** START OF Entries provided **

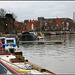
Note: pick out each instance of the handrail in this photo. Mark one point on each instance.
(9, 68)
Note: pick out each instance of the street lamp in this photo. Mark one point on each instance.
(6, 29)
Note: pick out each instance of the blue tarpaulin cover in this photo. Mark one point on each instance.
(8, 44)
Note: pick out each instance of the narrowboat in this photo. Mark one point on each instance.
(13, 62)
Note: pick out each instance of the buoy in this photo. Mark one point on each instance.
(22, 70)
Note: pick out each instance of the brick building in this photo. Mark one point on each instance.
(57, 24)
(20, 26)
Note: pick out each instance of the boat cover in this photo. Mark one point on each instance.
(8, 44)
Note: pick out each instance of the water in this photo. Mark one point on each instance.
(59, 58)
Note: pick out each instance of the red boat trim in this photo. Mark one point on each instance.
(10, 69)
(45, 69)
(15, 61)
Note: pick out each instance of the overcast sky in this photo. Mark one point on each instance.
(33, 9)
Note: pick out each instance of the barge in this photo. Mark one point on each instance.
(13, 62)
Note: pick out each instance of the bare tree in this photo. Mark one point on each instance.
(14, 16)
(2, 13)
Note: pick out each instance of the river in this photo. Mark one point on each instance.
(58, 58)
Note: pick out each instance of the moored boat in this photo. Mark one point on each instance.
(14, 62)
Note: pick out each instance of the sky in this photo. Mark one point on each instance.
(26, 10)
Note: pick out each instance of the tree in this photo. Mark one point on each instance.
(14, 16)
(2, 13)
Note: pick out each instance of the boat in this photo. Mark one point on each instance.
(8, 43)
(52, 33)
(13, 62)
(27, 36)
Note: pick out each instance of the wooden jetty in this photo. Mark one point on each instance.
(42, 42)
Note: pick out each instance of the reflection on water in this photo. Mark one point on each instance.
(59, 58)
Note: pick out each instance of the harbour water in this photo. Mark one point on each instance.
(59, 58)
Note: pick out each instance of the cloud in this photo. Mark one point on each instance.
(33, 9)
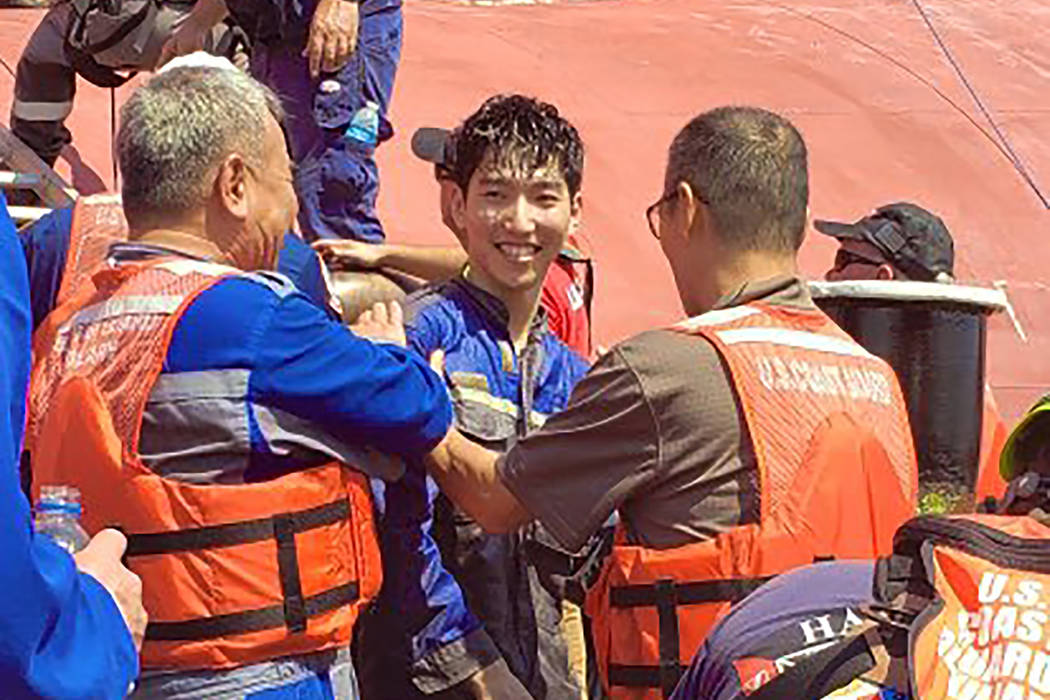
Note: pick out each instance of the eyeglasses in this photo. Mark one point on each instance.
(844, 258)
(652, 213)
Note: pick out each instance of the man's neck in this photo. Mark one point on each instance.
(747, 268)
(521, 305)
(181, 241)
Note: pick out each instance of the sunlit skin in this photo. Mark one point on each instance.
(859, 259)
(513, 226)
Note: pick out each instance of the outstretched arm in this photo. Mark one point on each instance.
(429, 262)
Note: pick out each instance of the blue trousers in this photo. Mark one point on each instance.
(337, 183)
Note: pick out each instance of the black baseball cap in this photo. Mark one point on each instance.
(912, 239)
(435, 146)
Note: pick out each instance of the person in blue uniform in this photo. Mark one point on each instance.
(45, 244)
(518, 168)
(333, 63)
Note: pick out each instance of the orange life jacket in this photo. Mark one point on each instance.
(837, 475)
(986, 632)
(232, 574)
(993, 435)
(98, 223)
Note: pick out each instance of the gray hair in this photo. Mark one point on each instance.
(176, 129)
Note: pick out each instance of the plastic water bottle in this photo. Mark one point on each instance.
(363, 129)
(58, 515)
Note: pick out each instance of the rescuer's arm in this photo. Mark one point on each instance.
(466, 472)
(61, 634)
(45, 244)
(570, 474)
(429, 262)
(344, 387)
(190, 36)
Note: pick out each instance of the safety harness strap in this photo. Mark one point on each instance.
(251, 620)
(244, 532)
(666, 595)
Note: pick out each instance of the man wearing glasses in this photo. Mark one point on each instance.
(752, 438)
(898, 241)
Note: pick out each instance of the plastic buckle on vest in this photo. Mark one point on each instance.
(667, 608)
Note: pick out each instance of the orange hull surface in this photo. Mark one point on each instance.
(945, 103)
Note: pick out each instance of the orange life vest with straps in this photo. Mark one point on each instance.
(837, 476)
(986, 630)
(232, 574)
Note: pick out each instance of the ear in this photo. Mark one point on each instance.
(575, 211)
(685, 211)
(457, 208)
(231, 186)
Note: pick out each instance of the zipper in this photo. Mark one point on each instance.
(977, 538)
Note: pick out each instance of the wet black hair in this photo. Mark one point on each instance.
(522, 133)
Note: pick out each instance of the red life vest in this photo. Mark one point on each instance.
(232, 574)
(837, 475)
(985, 634)
(993, 435)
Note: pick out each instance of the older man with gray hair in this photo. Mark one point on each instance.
(219, 418)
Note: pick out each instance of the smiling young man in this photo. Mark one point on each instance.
(518, 169)
(904, 241)
(750, 439)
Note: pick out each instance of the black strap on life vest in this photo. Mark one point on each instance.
(295, 610)
(666, 595)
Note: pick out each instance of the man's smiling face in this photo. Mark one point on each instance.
(516, 220)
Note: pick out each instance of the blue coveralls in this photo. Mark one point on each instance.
(498, 395)
(300, 369)
(61, 634)
(337, 184)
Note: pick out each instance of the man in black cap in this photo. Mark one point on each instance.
(904, 241)
(567, 289)
(898, 241)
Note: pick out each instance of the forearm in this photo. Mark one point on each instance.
(467, 474)
(432, 263)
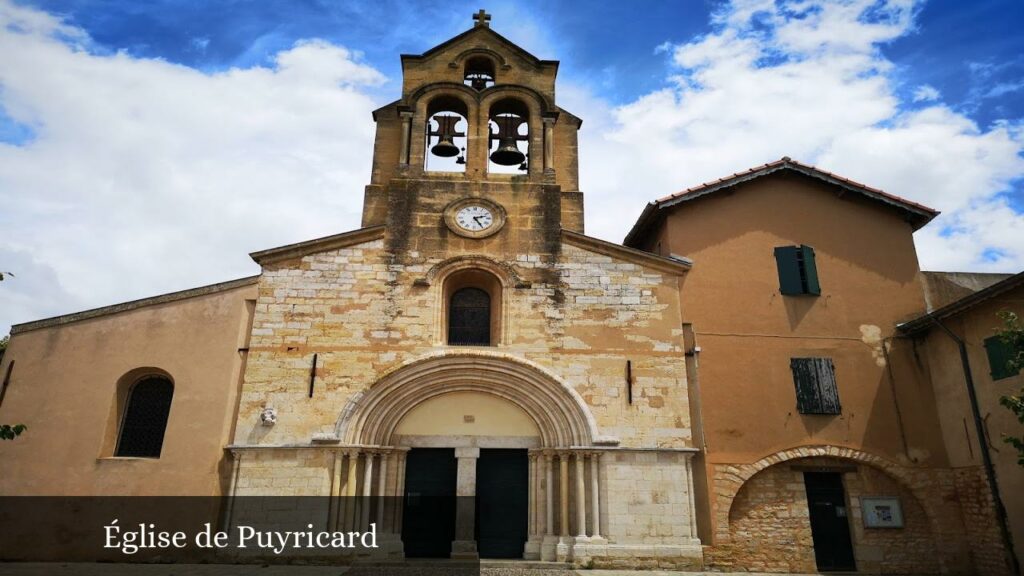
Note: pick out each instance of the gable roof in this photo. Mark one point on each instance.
(334, 242)
(927, 321)
(670, 264)
(916, 214)
(481, 30)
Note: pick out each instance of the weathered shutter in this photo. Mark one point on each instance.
(999, 355)
(809, 272)
(814, 379)
(786, 259)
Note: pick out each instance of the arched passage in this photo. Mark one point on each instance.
(561, 416)
(764, 512)
(530, 481)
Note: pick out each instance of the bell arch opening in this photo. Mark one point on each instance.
(446, 130)
(509, 133)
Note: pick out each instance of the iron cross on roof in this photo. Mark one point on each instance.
(482, 18)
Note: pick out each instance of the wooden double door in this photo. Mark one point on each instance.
(501, 502)
(829, 522)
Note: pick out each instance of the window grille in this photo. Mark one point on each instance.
(815, 382)
(144, 419)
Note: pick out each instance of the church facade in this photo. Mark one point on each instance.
(601, 405)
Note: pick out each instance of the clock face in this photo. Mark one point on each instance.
(474, 218)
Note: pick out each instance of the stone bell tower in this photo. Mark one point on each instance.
(476, 118)
(470, 340)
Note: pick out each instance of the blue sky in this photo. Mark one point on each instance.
(972, 52)
(147, 147)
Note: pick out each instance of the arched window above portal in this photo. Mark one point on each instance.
(445, 135)
(508, 151)
(479, 73)
(472, 309)
(146, 406)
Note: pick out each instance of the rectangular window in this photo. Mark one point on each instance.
(815, 381)
(797, 272)
(999, 354)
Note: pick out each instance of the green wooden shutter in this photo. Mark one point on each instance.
(809, 272)
(786, 259)
(999, 355)
(814, 379)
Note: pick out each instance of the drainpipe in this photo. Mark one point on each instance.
(986, 458)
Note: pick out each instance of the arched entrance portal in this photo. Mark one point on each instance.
(494, 435)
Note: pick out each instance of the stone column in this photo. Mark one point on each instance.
(336, 500)
(407, 119)
(464, 545)
(689, 495)
(563, 550)
(563, 494)
(350, 485)
(532, 547)
(595, 494)
(399, 492)
(382, 491)
(368, 490)
(549, 491)
(550, 540)
(581, 490)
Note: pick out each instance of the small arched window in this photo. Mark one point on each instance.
(469, 318)
(144, 418)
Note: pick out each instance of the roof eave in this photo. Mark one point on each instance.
(334, 242)
(926, 322)
(676, 265)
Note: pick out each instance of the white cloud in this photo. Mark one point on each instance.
(926, 93)
(145, 176)
(806, 79)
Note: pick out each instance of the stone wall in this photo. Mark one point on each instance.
(949, 529)
(769, 524)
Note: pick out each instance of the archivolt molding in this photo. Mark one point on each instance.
(562, 416)
(731, 478)
(505, 272)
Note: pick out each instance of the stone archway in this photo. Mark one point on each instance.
(763, 497)
(371, 417)
(564, 435)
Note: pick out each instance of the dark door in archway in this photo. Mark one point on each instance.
(502, 502)
(428, 516)
(829, 525)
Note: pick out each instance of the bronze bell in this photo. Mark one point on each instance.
(445, 133)
(444, 149)
(508, 154)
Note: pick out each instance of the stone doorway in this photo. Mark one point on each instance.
(502, 502)
(829, 521)
(429, 517)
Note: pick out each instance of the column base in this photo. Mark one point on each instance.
(563, 549)
(548, 545)
(464, 549)
(531, 550)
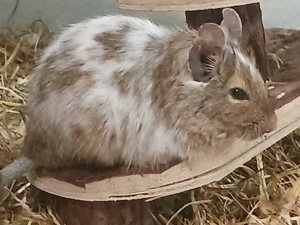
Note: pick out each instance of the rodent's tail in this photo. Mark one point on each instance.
(14, 171)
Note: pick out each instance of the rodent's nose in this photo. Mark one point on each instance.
(272, 123)
(268, 129)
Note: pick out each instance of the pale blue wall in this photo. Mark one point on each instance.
(58, 13)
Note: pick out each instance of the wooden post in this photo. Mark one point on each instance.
(253, 30)
(134, 212)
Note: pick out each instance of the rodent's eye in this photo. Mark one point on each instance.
(238, 94)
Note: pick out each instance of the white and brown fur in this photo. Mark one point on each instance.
(122, 90)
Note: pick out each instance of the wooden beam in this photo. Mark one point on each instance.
(179, 5)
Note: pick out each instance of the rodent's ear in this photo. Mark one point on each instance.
(232, 25)
(209, 44)
(211, 39)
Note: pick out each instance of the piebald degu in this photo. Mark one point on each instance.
(122, 90)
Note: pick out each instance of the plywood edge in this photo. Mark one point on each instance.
(179, 178)
(180, 5)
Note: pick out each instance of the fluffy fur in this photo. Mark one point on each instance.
(122, 90)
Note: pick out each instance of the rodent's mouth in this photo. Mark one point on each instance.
(252, 131)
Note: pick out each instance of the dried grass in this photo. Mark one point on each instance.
(264, 191)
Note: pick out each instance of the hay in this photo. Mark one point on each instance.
(264, 191)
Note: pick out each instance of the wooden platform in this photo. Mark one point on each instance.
(212, 165)
(179, 5)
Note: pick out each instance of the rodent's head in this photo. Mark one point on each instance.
(236, 96)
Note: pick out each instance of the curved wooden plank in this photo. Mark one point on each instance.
(180, 5)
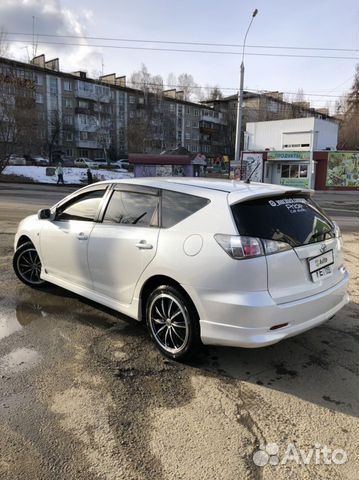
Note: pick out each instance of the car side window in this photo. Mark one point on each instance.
(83, 207)
(132, 208)
(177, 206)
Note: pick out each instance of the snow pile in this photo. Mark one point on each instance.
(71, 174)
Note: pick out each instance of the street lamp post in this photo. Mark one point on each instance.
(237, 154)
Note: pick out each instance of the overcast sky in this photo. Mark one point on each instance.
(300, 23)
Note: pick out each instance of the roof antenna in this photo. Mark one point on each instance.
(248, 180)
(34, 44)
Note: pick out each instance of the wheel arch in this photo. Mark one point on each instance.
(154, 282)
(22, 240)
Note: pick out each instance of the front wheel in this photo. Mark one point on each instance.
(27, 265)
(172, 322)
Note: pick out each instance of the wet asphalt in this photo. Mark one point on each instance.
(85, 395)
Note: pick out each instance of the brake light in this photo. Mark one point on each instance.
(239, 247)
(274, 246)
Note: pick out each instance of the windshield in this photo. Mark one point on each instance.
(296, 220)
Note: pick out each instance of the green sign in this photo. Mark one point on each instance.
(275, 155)
(295, 182)
(343, 169)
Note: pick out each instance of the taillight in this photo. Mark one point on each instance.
(338, 234)
(274, 246)
(240, 247)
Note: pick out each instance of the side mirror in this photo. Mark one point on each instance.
(46, 214)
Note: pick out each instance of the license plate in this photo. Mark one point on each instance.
(322, 273)
(321, 266)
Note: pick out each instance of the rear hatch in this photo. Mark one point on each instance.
(312, 260)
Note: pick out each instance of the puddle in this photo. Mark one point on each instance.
(27, 312)
(19, 360)
(8, 326)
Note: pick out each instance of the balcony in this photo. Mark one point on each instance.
(213, 119)
(88, 144)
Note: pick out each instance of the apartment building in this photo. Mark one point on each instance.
(85, 117)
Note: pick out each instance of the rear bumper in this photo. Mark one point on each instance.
(244, 320)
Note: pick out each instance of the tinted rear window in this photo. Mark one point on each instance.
(178, 206)
(296, 220)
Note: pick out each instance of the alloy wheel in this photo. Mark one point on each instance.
(29, 266)
(169, 323)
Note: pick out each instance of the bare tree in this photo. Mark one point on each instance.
(4, 43)
(299, 96)
(347, 111)
(20, 124)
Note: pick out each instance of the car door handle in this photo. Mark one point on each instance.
(143, 245)
(82, 236)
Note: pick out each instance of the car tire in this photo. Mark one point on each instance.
(27, 266)
(172, 322)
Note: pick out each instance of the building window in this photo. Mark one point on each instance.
(68, 119)
(273, 106)
(39, 80)
(67, 86)
(53, 102)
(53, 84)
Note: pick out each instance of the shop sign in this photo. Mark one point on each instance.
(295, 182)
(285, 156)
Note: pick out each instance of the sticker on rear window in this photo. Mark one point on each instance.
(286, 201)
(294, 205)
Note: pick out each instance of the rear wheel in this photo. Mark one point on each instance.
(172, 322)
(27, 265)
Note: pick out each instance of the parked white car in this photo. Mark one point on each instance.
(83, 162)
(17, 160)
(199, 260)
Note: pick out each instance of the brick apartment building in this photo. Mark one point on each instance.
(79, 116)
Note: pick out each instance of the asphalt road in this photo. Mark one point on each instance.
(85, 395)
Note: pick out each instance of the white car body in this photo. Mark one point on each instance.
(252, 302)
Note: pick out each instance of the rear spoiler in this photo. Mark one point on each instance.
(238, 197)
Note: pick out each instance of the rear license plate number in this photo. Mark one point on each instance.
(321, 266)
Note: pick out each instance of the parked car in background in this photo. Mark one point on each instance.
(123, 164)
(39, 160)
(67, 162)
(17, 160)
(83, 162)
(217, 262)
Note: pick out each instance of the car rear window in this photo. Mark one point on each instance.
(177, 206)
(296, 220)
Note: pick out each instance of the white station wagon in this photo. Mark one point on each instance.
(214, 261)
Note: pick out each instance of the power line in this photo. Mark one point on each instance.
(184, 50)
(136, 40)
(248, 90)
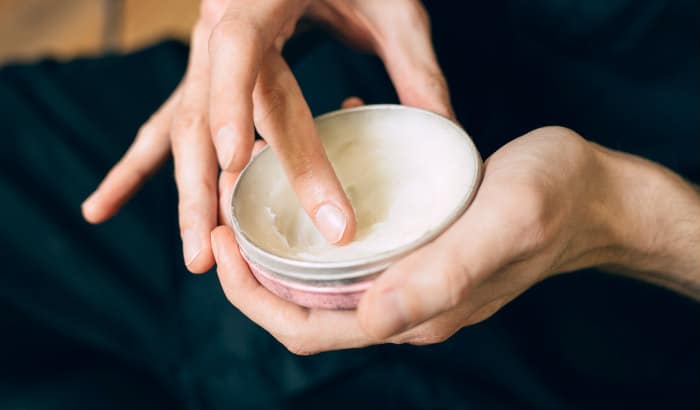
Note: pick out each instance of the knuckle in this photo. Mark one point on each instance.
(190, 122)
(211, 10)
(531, 218)
(298, 346)
(272, 100)
(429, 336)
(233, 33)
(456, 281)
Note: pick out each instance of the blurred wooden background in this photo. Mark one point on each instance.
(32, 29)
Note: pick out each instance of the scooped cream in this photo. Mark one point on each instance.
(404, 180)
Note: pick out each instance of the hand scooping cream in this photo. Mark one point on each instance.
(401, 178)
(408, 173)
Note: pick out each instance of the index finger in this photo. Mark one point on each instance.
(236, 48)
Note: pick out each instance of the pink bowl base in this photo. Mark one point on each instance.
(322, 297)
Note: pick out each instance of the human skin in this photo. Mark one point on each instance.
(236, 80)
(550, 202)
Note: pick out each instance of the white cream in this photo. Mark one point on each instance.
(406, 172)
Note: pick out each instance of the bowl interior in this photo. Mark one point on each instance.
(408, 174)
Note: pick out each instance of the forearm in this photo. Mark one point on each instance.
(654, 217)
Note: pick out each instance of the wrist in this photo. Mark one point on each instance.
(653, 222)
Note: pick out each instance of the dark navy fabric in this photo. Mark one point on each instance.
(106, 316)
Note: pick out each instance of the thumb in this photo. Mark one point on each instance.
(438, 277)
(408, 55)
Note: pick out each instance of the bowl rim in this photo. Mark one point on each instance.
(352, 269)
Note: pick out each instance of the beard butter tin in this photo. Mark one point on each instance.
(409, 174)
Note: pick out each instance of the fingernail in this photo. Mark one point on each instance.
(391, 315)
(190, 245)
(331, 222)
(224, 146)
(87, 203)
(214, 247)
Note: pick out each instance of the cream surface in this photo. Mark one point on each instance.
(404, 171)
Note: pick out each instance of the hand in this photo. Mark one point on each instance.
(237, 79)
(542, 209)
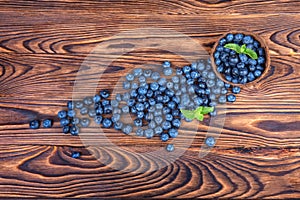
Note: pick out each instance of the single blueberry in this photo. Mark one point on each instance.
(74, 130)
(236, 89)
(66, 129)
(107, 123)
(155, 76)
(104, 94)
(127, 129)
(34, 124)
(129, 77)
(85, 122)
(164, 137)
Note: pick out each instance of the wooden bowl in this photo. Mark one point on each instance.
(262, 44)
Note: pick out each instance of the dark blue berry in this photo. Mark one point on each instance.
(62, 114)
(231, 98)
(74, 130)
(34, 124)
(47, 123)
(107, 123)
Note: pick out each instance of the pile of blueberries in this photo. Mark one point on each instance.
(239, 68)
(151, 100)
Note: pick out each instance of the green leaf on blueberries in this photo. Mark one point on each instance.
(198, 113)
(189, 114)
(243, 49)
(207, 110)
(251, 53)
(233, 46)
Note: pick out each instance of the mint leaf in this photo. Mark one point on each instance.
(251, 53)
(199, 116)
(189, 114)
(234, 47)
(243, 48)
(207, 110)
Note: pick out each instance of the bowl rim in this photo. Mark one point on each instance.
(263, 45)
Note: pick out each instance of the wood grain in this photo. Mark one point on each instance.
(43, 45)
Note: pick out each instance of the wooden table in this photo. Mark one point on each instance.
(42, 46)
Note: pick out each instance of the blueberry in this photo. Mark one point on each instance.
(229, 37)
(138, 122)
(231, 98)
(166, 64)
(164, 137)
(62, 114)
(125, 109)
(243, 58)
(178, 71)
(238, 37)
(129, 77)
(99, 111)
(75, 121)
(173, 133)
(115, 118)
(64, 121)
(78, 104)
(158, 130)
(155, 76)
(125, 97)
(104, 94)
(154, 86)
(34, 124)
(74, 130)
(137, 72)
(139, 132)
(75, 154)
(147, 73)
(118, 125)
(247, 39)
(149, 133)
(70, 105)
(210, 141)
(170, 147)
(134, 85)
(250, 77)
(243, 72)
(85, 122)
(66, 129)
(236, 89)
(140, 114)
(127, 129)
(126, 85)
(88, 101)
(47, 123)
(166, 125)
(107, 123)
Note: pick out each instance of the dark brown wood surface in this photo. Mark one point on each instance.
(42, 46)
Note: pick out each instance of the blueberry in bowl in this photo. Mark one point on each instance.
(240, 58)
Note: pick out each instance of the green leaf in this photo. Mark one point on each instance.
(199, 116)
(234, 47)
(243, 48)
(251, 53)
(189, 114)
(207, 110)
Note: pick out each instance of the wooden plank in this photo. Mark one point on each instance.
(49, 171)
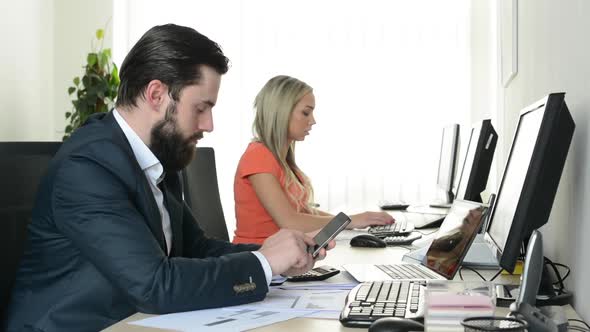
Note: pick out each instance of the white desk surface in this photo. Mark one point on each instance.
(342, 254)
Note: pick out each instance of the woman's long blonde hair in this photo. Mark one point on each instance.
(274, 104)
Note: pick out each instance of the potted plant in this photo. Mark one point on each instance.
(97, 89)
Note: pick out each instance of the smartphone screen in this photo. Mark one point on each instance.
(329, 232)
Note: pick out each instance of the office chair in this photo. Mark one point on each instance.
(22, 164)
(201, 193)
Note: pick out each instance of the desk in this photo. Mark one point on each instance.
(342, 254)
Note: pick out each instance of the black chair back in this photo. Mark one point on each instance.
(201, 192)
(22, 164)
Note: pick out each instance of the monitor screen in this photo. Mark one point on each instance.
(531, 176)
(452, 241)
(514, 175)
(448, 161)
(478, 161)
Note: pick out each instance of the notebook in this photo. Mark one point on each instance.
(444, 255)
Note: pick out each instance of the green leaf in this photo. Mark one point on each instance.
(86, 81)
(91, 59)
(104, 59)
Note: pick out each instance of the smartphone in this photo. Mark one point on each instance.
(329, 232)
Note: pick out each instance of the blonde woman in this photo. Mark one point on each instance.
(270, 190)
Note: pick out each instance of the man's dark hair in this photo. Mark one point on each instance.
(172, 54)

** END OF Entries provided **

Copy out exactly the lines running from the line with "Note: pick out each instance of the notebook" to the end of the records, inclusive.

Note: pick out each instance of the notebook in this photo. Mark one point on each instance.
(444, 255)
Note: pick out each instance of the green leaf in this photo. Mark one point on each instance.
(86, 81)
(91, 59)
(104, 59)
Note: pick out each instance of the smartphone in this photo. Mark one point on each instance.
(329, 232)
Note: pick out each instance of the blonde woman in this photo. Mark one point on each instance.
(270, 190)
Note: pick out each instance of the man's dark hair in this photo. Mark one point on each instance.
(172, 54)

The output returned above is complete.